### GOAL OF THE EXERCISE:
Beginning with the line that holds "Where can the soldier's", set down each line of the data below through the very last, exactly as given, and nothing beyond that.
====== DATA FOR THIS TASK
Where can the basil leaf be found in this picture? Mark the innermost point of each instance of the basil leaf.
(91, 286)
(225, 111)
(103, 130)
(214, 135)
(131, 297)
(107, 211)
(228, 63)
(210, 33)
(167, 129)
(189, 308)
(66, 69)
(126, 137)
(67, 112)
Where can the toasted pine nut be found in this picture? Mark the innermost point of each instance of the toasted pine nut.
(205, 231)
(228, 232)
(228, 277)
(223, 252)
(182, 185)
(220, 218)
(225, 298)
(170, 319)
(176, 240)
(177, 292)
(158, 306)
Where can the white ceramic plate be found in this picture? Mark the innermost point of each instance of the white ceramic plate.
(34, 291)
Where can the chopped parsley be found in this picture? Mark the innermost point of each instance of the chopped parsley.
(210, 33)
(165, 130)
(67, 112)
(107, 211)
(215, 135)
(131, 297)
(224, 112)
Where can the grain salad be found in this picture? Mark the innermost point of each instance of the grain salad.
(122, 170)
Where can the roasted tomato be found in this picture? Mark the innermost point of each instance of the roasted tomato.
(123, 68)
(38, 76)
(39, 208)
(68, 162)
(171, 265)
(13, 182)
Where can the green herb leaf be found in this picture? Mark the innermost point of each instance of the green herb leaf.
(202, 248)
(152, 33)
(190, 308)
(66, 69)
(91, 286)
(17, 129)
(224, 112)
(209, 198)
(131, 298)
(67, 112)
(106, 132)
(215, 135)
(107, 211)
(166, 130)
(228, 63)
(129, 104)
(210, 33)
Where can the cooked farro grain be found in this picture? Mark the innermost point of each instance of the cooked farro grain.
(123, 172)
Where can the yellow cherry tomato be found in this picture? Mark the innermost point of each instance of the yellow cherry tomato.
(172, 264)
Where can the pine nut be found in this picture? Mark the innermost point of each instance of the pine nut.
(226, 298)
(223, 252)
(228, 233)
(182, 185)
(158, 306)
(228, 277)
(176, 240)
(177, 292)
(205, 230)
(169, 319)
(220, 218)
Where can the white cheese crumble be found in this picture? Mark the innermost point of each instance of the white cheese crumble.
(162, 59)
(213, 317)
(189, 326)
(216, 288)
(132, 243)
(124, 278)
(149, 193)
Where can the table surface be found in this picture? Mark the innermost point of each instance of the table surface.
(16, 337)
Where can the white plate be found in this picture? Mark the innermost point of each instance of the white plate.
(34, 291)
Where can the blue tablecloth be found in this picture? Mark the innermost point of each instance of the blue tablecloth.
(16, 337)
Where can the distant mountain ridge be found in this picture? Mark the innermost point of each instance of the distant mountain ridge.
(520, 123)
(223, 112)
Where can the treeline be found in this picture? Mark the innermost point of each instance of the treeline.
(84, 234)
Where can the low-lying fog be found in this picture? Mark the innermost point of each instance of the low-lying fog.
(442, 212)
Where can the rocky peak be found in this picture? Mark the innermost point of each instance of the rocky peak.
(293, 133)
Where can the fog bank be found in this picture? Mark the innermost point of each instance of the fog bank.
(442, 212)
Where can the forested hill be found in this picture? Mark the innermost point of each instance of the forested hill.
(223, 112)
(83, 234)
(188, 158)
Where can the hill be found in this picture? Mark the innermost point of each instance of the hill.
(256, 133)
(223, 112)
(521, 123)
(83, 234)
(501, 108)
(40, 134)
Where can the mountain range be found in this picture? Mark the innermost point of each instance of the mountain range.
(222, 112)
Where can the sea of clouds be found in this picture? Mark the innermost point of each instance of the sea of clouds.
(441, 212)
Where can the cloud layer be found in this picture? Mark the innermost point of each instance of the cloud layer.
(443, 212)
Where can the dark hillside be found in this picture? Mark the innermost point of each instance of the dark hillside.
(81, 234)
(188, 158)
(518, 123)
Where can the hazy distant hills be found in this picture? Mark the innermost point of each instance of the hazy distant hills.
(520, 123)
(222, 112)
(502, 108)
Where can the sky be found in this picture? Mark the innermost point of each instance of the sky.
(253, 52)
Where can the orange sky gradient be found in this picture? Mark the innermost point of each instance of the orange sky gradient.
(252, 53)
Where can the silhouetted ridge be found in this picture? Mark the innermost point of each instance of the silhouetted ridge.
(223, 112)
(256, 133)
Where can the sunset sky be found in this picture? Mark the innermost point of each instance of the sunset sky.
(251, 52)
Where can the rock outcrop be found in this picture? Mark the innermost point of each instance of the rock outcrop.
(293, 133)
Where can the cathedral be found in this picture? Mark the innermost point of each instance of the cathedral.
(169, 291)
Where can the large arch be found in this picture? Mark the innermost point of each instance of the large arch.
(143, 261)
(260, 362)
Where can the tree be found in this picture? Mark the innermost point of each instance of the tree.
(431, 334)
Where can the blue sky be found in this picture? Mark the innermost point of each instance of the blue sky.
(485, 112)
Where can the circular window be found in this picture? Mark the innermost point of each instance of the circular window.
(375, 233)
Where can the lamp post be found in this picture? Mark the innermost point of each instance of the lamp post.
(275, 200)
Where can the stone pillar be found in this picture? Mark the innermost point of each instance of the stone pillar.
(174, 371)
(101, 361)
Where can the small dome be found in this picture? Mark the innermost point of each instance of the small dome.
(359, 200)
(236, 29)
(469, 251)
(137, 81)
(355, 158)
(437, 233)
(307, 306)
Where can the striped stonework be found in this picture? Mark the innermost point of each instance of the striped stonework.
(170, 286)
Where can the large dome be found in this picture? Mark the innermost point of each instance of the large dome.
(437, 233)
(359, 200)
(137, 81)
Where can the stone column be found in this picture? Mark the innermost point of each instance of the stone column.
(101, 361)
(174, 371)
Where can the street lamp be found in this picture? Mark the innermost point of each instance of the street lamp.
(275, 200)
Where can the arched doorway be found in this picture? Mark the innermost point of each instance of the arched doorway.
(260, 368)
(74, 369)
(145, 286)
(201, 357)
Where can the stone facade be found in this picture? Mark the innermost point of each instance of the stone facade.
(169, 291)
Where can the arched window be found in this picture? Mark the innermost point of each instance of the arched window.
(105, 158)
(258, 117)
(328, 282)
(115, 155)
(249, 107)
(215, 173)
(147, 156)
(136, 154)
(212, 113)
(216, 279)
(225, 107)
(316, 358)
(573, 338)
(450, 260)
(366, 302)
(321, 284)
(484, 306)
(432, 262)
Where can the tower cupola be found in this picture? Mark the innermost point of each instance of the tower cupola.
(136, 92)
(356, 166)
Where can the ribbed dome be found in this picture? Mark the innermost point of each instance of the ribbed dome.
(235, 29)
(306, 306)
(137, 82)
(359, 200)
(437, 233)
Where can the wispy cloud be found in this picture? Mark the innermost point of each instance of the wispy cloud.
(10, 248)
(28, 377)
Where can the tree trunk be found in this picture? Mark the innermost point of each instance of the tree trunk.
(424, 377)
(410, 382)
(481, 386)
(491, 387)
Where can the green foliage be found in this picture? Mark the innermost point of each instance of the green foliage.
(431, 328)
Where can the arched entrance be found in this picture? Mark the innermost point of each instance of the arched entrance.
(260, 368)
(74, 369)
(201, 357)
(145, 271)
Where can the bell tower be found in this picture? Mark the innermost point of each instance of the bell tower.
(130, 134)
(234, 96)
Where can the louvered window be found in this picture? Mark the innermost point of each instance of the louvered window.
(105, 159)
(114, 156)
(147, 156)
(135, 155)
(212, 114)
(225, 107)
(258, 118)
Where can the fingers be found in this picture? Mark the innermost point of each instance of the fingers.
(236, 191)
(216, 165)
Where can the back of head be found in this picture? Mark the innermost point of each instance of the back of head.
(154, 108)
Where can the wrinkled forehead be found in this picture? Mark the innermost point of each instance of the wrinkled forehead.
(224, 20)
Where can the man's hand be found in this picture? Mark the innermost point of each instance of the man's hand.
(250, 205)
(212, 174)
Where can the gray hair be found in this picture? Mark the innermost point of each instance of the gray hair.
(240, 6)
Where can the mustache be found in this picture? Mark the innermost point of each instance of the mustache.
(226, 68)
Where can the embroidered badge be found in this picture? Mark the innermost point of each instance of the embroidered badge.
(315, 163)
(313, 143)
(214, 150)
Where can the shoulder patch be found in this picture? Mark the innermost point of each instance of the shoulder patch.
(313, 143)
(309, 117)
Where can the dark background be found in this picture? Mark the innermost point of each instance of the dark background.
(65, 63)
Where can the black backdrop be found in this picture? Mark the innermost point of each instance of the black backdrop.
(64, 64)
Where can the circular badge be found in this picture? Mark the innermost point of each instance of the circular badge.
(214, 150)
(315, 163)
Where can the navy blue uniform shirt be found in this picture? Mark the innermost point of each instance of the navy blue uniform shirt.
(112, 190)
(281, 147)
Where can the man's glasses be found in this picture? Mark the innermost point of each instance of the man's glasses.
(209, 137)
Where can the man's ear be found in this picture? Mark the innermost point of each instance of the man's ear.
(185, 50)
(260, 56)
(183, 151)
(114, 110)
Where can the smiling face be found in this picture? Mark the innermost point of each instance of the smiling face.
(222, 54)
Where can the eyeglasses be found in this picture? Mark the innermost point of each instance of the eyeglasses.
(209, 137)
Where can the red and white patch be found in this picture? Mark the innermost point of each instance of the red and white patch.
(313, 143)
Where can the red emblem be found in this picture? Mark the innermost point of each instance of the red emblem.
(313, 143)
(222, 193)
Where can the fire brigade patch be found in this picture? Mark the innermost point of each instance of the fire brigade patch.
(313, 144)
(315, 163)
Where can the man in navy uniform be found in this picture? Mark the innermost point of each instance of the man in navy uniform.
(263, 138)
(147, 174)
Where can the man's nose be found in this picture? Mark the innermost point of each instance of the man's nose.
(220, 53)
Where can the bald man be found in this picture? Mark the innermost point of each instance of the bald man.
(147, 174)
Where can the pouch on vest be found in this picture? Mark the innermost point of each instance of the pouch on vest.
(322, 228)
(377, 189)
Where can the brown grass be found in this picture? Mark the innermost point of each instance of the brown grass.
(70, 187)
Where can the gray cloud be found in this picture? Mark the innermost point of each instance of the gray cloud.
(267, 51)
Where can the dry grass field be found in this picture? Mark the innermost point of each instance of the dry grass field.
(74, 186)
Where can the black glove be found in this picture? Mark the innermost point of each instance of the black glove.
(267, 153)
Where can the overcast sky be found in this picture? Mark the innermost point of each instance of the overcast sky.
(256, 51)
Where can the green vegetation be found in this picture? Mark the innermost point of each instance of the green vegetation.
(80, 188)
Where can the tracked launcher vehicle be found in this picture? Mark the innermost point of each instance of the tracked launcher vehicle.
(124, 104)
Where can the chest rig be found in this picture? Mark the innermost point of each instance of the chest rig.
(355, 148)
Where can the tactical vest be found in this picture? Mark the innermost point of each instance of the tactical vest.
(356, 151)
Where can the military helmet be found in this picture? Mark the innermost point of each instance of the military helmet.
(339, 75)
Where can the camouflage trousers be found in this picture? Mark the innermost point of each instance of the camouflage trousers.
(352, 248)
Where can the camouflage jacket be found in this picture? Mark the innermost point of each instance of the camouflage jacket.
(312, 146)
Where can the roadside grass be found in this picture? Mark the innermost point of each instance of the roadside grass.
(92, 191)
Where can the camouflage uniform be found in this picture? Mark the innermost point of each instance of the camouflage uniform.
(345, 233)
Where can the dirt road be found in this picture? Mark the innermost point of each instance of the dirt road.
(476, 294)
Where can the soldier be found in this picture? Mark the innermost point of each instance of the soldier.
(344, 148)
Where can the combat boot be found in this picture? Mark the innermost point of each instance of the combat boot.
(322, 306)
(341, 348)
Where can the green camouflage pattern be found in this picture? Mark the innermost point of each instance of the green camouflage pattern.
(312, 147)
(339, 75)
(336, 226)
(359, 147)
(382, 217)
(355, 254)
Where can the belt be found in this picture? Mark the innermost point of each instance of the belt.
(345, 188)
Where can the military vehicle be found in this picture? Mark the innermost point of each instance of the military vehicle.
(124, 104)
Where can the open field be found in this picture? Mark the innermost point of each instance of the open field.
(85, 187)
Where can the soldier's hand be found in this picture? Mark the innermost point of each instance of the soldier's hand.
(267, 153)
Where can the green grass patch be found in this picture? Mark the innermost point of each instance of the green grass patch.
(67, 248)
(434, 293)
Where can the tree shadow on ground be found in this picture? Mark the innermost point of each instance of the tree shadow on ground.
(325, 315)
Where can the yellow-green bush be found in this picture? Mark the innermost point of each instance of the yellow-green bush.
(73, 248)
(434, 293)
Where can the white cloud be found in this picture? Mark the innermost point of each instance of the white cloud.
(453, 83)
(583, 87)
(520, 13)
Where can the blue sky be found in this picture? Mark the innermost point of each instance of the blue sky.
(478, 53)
============
### EXPECTED OUTPUT:
Where can the soldier's hand be found in this picture? Mark the innermost point of each instance of the soldier's hand.
(267, 153)
Where can the green grass patch be found in this picture? Mark the innermost point of each instance of the green grass patch.
(67, 248)
(434, 293)
Where can the tree shadow on ground be found in this picture? Mark the innermost point of each instance of the tree shadow on ground.
(325, 315)
Where can the yellow-green bush be found in this picture? Mark the innermost point of each instance of the yellow-green bush.
(73, 248)
(434, 293)
Where can the white cloud be found in this picture? Mark the innermost point of each instance of the white cloud.
(453, 83)
(583, 87)
(520, 13)
Where can the blue sky be found in this picture? Mark the innermost point of each instance of the blue sky.
(478, 53)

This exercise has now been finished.